> _What is asked_
Copy each of the entries below word for word, with every character and line break unchanged.

□ □ □ □

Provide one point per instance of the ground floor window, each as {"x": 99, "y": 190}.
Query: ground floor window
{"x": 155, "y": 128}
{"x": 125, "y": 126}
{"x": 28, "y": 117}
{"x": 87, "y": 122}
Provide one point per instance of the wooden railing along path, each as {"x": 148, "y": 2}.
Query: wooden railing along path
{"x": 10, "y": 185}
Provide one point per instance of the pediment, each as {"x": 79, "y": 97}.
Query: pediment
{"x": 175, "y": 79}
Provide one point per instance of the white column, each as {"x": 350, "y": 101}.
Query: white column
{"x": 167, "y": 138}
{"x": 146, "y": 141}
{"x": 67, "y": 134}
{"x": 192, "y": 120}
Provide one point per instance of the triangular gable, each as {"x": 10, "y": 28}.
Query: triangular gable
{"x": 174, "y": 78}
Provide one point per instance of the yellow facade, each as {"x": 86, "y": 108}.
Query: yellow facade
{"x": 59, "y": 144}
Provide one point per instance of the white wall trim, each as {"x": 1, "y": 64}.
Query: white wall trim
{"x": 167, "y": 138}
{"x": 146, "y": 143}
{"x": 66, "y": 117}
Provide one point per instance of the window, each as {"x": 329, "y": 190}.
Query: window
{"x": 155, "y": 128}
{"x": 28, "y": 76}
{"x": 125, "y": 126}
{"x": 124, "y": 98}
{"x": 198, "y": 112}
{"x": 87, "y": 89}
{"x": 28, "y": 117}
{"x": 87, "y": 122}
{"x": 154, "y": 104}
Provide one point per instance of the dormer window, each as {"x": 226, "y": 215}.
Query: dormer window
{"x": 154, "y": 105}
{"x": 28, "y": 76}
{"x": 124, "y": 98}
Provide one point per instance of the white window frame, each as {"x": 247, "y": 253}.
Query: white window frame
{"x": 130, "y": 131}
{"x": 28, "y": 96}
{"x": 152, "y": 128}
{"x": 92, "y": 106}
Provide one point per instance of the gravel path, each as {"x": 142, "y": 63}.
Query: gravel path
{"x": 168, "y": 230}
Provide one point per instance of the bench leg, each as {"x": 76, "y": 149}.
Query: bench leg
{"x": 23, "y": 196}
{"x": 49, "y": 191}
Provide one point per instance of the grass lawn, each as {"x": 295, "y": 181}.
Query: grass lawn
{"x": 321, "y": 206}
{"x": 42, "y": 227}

□ □ □ □

> _Solution to the exercise_
Provide one point per instance of the ground floor window, each as {"x": 99, "y": 190}.
Query: ground floor window
{"x": 155, "y": 128}
{"x": 125, "y": 126}
{"x": 28, "y": 117}
{"x": 87, "y": 122}
Provide one point per instance of the wooden railing along path, each as {"x": 148, "y": 2}.
Query: wooden railing along path
{"x": 10, "y": 185}
Provide one point per instance of the pediment, each as {"x": 79, "y": 97}.
Query: pediment
{"x": 175, "y": 79}
Provide one point per instance of the white column, each as {"x": 350, "y": 101}.
Query: white column
{"x": 167, "y": 138}
{"x": 146, "y": 141}
{"x": 67, "y": 134}
{"x": 192, "y": 120}
Provide one point per instance of the triangular gable, each as {"x": 10, "y": 28}.
Query: triangular gable
{"x": 174, "y": 78}
Provide one point per instance of the yellow facade, each as {"x": 86, "y": 108}.
Query: yellow facade
{"x": 59, "y": 144}
Provide one point per instance of the white wall trim, each as {"x": 1, "y": 64}.
Query: white wall trim
{"x": 167, "y": 138}
{"x": 146, "y": 143}
{"x": 66, "y": 117}
Provide one point per instance of the window, each as {"x": 329, "y": 190}.
Query: window
{"x": 155, "y": 128}
{"x": 28, "y": 76}
{"x": 125, "y": 126}
{"x": 124, "y": 98}
{"x": 198, "y": 112}
{"x": 87, "y": 89}
{"x": 28, "y": 117}
{"x": 87, "y": 122}
{"x": 154, "y": 104}
Provide one point per instance of the dormer window, each as {"x": 226, "y": 215}.
Query: dormer window
{"x": 154, "y": 105}
{"x": 28, "y": 76}
{"x": 124, "y": 98}
Provide one point per instance of the white window frame, each as {"x": 247, "y": 253}.
Query: white window frame
{"x": 130, "y": 131}
{"x": 28, "y": 96}
{"x": 152, "y": 128}
{"x": 92, "y": 106}
Provide one point per instance of the gravel path, each as {"x": 142, "y": 63}.
Query: gravel path
{"x": 168, "y": 230}
Provide one point per instance of the bench leg, each as {"x": 76, "y": 149}.
Query: bench leg
{"x": 23, "y": 196}
{"x": 49, "y": 191}
Provide one point per instance of the grass lawn, each as {"x": 295, "y": 181}.
Query: grass lawn
{"x": 321, "y": 206}
{"x": 42, "y": 227}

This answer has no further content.